▶ [Fragmento de lectura]
Este relato por tierras peruanas comienza en Lima adonde llegamos 484 años después que Pizarro y sus huestes, en el mes de julio,
correspondiente al octavo mes del calendario inca, el Chahuarhuay Quilla,
el primero después del solsticio de invierno, cuando los campesinos preparaban la tierra para la siembra y los sacerdotes vertían sobre los ríos chicha
propiciatoria, la bebida sagrada, esperando a cambio que el
agua fuese generosa y permitiese buenas cosechas. Pero a diferencia de nuestros
antepasados no vinimos movidos por la codicia ni en busca de gloria, sino a dejarnos deslumbrar por la
civilización de los Hijos del Sol y sus paisajes.
Permitidme que durante nuestra estancia en Lima me personifique en el río Rímac, que en quechua significa "hablador". Mis palabras transcribirán el lenguaje de las rocas del lecho del río cuando golpean entre sí empujadas por la corriente de agua que desciende de la cordillera. Fue a orillas de este río donde Pizarro fundó la Ciudad de los Reyes, hoy conocida simplemente como Lima.
La persona encargada de
recogernos en el aeropuerto Jorge Chávez, quiso dar prueba de su erudición señalando con el dedo índice un aeroplano suspendido en
el techo de la terminal de llegadas internacionales, y
nos preguntó si sabíamos que era eso. La improbabilidad de una respuesta certera era tan alta que cuando le contesté que
probablemente se tratase del avión con el que Jorge Chávez, uno de los prohombres de Perú, encontró la muerte al cruzar los Alpes (sí, digo bien, los Alpes no los Andes) no supo que decir y nos llevó en silencio al coche que nos esperaba en la puerta.
Elena me dio un codazo y me reprochó ir de listillo. Pero ¡qué iba a hacer si
me sabía la respuesta! Ya advertí en los prolegómenos del blog que
había leído mucho sobre Perú las semanas previas al viaje, dispuesto a no perderme nada. Lo cierto es que el
hombre ya no preguntó más e indicó al conductor que tomara la “jaiguey”
(“highway” autopista en inglés) en dirección al hotel Tambo I.
La atmósfera de la ciudad era
gris, el cielo estaba cubierto de nubes y una finísima lluvia caía sin mojar la
tierra. Fue así como conocí la “garúa”, el chirimiri limeño.
La temperatura era perfecta, unos 18º que comparados con los 40º que había en España nos dio un respiro.

▶ [Listado]
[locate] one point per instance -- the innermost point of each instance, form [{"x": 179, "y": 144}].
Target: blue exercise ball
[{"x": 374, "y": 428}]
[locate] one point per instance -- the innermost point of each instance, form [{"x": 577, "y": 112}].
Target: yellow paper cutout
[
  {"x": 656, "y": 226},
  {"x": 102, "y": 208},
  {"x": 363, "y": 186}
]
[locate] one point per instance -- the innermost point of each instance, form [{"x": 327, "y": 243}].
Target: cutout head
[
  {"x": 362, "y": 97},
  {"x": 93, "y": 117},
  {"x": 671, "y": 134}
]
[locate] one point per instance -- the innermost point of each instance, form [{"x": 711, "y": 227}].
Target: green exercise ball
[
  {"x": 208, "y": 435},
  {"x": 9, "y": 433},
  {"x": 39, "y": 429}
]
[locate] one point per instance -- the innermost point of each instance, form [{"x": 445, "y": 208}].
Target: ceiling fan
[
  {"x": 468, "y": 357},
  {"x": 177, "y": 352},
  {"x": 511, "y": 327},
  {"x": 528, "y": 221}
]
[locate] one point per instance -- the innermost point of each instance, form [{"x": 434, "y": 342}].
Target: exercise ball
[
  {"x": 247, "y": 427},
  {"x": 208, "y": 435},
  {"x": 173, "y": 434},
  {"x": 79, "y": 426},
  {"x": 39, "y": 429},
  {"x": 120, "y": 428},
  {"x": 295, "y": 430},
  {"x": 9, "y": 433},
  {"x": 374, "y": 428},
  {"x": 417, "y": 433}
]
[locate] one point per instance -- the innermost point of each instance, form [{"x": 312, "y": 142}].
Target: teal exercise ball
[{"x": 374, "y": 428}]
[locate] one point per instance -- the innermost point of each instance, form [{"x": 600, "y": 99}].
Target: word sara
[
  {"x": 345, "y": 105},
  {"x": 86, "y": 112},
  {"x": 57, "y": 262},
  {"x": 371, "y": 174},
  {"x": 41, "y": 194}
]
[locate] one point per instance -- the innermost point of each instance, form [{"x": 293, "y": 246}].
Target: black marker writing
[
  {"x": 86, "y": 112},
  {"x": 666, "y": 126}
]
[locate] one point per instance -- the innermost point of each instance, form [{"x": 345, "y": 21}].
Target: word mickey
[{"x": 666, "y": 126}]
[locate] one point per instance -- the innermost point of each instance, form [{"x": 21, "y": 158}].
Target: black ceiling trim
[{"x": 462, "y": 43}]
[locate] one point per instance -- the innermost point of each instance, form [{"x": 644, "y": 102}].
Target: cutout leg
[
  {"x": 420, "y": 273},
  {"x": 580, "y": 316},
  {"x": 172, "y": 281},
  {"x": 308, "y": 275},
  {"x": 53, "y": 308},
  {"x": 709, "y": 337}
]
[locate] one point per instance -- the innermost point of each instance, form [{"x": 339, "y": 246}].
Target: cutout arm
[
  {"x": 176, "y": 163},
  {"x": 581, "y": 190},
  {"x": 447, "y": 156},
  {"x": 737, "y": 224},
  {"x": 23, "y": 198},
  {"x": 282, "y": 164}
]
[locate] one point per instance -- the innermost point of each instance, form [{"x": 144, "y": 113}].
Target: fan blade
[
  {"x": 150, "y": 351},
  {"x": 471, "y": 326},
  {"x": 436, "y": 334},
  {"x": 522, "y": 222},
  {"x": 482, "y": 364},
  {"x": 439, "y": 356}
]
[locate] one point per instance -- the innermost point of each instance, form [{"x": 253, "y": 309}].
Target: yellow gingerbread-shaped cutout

▶ [Tarea 1]
Según el relato de viaje por Perú, ¿por qué el narrador sabía qué era el aeroplano suspendido en el techo de la terminal? Explícalo en una o dos oraciones.
▶ [Tarea 2]
Prosigue el relato de viaje por Perú a partir de su última oración.

▶ [Respuesta escrita 1]
El narrador sabía la respuesta porque, como ya había advertido en los prolegómenos del blog, había leído mucho sobre Perú durante las semanas previas al viaje para no perderse nada.

▶ [Respuesta escrita 2]
Lima se encuentra entre las ciudades más populosas de Sudamérica, lo que no deja de ser
paradójico para tratarse de una ciudad situada en un desierto costero con casi nulas
precipitaciones. Enormes cactus de un verde intenso y brillante, pueblan los jardines junto a alegres buganvillas y corpóreos ficus alimentados por la
humedad ambiental provocada por la proximidad del océano.
Casi sin darnos tiempo a dejar
el equipaje pasaron a buscarnos al hotel apenas desayunamos, para una visita guiada por
la ciudad. Apenas habíamos pegado ojo durante el viaje de nuestros sueños pero partimos ansiosos de conocer esa ciudad lejana y exótica de la que tanto habíamos oído hablar. 
Colgado en un
privilegiado balcón con vistas al océano, el Parque del Amor es una pobre imitación del Parque Güell de Barcelona con sus asientos corridos, formas onduladas y fragmentos de cerámicas. Una pareja se funde en un apasionado beso en lo alto de una plataforma, quizás motivados por las docenas de frases empalagosas esparcidas por el pétreo mobiliario: “Mi recuerdo es más fuerte que tu olvido” o “Te desvisto como quien pela una fruta”.

Por no ser menos que los amantes, todos nos hicimos una foto a sus pies, sonrientes y bien agarrados para dejar constancia no solo de nuestro amor sino de la presencia en aquel lugar, cuyo verdadero atractivo estaba más allá del acantilado abierto a una extensión infinita de agua que en el horizonte se alzaba al cielo. Mientras posaba, un pensamiento cruzó como un rayo por mi cabeza, un encendido deseo de que el resto de la ciudad fuera mucho más atractiva que el parque.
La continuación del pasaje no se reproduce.